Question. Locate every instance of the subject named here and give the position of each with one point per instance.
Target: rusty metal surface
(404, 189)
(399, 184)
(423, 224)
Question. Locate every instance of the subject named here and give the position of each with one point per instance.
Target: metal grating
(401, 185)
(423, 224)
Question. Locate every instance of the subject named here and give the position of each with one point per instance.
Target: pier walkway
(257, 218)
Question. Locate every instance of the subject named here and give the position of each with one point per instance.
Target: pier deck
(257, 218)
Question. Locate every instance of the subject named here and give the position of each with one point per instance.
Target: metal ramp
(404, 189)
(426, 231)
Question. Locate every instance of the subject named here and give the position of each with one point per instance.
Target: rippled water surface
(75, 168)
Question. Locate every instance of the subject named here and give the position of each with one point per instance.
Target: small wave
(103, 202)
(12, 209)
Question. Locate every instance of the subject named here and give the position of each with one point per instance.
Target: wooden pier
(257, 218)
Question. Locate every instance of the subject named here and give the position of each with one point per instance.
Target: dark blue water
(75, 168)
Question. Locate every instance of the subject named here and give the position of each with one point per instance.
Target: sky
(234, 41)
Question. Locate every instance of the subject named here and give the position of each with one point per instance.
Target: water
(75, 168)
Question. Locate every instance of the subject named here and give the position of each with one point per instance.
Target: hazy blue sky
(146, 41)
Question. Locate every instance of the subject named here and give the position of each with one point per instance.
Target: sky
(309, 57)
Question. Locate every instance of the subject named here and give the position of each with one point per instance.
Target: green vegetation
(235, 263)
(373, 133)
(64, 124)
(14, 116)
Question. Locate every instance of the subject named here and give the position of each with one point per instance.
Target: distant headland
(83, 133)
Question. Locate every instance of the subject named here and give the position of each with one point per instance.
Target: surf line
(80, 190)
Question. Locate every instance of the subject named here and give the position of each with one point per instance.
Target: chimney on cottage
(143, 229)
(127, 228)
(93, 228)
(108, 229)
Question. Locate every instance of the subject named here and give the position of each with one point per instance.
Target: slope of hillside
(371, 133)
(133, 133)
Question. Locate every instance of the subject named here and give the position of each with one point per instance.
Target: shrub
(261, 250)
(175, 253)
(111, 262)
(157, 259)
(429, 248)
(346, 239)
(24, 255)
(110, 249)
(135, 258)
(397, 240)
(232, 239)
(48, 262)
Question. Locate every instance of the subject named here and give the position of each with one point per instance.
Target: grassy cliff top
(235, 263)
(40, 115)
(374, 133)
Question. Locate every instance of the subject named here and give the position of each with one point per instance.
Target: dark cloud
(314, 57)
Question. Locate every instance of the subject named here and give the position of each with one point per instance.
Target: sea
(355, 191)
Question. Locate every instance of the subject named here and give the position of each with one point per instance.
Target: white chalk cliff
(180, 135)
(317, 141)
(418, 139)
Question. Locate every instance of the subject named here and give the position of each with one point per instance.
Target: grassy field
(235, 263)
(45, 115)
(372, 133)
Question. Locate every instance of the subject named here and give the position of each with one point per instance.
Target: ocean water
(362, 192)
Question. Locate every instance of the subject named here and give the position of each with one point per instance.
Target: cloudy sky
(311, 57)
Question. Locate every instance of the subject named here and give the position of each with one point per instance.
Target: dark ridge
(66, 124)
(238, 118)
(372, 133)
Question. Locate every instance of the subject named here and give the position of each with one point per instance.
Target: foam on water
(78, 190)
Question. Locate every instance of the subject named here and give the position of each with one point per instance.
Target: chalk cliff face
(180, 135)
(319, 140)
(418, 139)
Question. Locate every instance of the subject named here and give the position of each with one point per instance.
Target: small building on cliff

==*==

All the entries above must be repeated exactly as they were given.

Response below
Question. Locate every instance of the subject named here and give the position of each with one point per instance.
Target: rusty metal surface
(404, 189)
(399, 184)
(423, 224)
Question. Locate every instance of the subject named here and give the position of each with one point per instance.
Target: metal grating
(401, 185)
(423, 224)
Question. Locate every instance of the subject named here and give the position of each with one point per instance.
Target: pier walkway
(257, 218)
Question. Locate every instance of the subject named here and give the position of each with one point per instance.
Target: pier deck
(257, 218)
Question. Locate every instance of the subject named here and give the position of each with one point per instance.
Target: metal ramp
(404, 189)
(426, 231)
Question. Locate every instance of the subject named here and give the position of each with one point per instance.
Target: rippled water surface
(75, 168)
Question. Locate every instance of the subject named here and give the position of each with one point per instance.
Target: small wave
(103, 202)
(12, 209)
Question. Locate every instance of the subject named here and give the position of each with one point per instance.
Target: wooden pier
(257, 218)
Question. Locate every instance of the subject named here and give the position of each with one point per instance.
Target: dark blue water
(75, 168)
Question. Locate every instance of the subject named here and give the position of each with one point per instance.
Target: sky
(234, 41)
Question. Locate every instance of the subject named here and give the position of each with one point per instance.
Target: water
(75, 168)
Question. Locate every instance of the subject named here and give the position of each with one point per instance.
Target: hazy blue sky
(146, 41)
Question. Locate every instance of the subject named here and give the position of each with one point per instance.
Target: sky
(309, 57)
Question. Locate every instance of the subject named here and give the position of each with one point per instance.
Target: green vegetation
(235, 263)
(373, 133)
(64, 124)
(14, 116)
Question. Locate every instance of the subject named here and give the position of each with one point per instance.
Target: distant headland
(83, 133)
Question. Locate every instance of the subject named here and give the position of each with one point per instance.
Target: surf line
(80, 190)
Question. Locate every instance of the subject named here and give the position of each with one point per instance.
Target: chimney on cottage
(143, 229)
(127, 228)
(93, 228)
(108, 229)
Question. Locate every instance of the subject named here and give the position of each with one point per instance.
Target: slope of hillside
(371, 133)
(133, 133)
Question. Locate every instance of the subject named here and give the position of each with one point per instance.
Target: shrub
(261, 250)
(175, 253)
(111, 262)
(157, 259)
(429, 248)
(346, 239)
(24, 255)
(110, 249)
(135, 258)
(397, 240)
(232, 239)
(48, 262)
Question. Locate every instance of the subject named here and give the position of each with one point per instance.
Target: grassy cliff top
(235, 263)
(40, 115)
(374, 133)
Question. Locate every instance of the subject named here and give the position of each with one point per instance.
Target: dark cloud
(314, 57)
Question. Locate every instance of the subject named here and give the position of each with one point per instance.
Target: sea
(355, 191)
Question. Locate every instance of the subject named here and give the position of each with one point per instance.
Target: white chalk cliff
(180, 135)
(317, 141)
(418, 139)
Question. Locate every instance of the subject named here and give the position of each with one point per instance.
Target: grassy field
(235, 263)
(45, 115)
(372, 133)
Question. Locate every instance of the subject named here and give the position of each with one point per instance.
Target: ocean water
(362, 192)
Question. Locate every instance of the subject named here and give the position of each with one point per instance.
Target: cloudy sky
(311, 57)
Question. Locate every instance of the subject named here and give the position of each with one point per instance.
Target: dark ridge
(66, 124)
(238, 118)
(372, 133)
Question. Locate every instance of the subject named here and give the position of each with one point per instance.
Target: foam on water
(78, 190)
Question. Locate every instance of the subject named here and give the position of each with one point per instance.
Target: chalk cliff face
(180, 135)
(319, 140)
(418, 139)
Question. Locate every instance of the subject named here and give the position of each with one point per instance.
Target: small building on cliff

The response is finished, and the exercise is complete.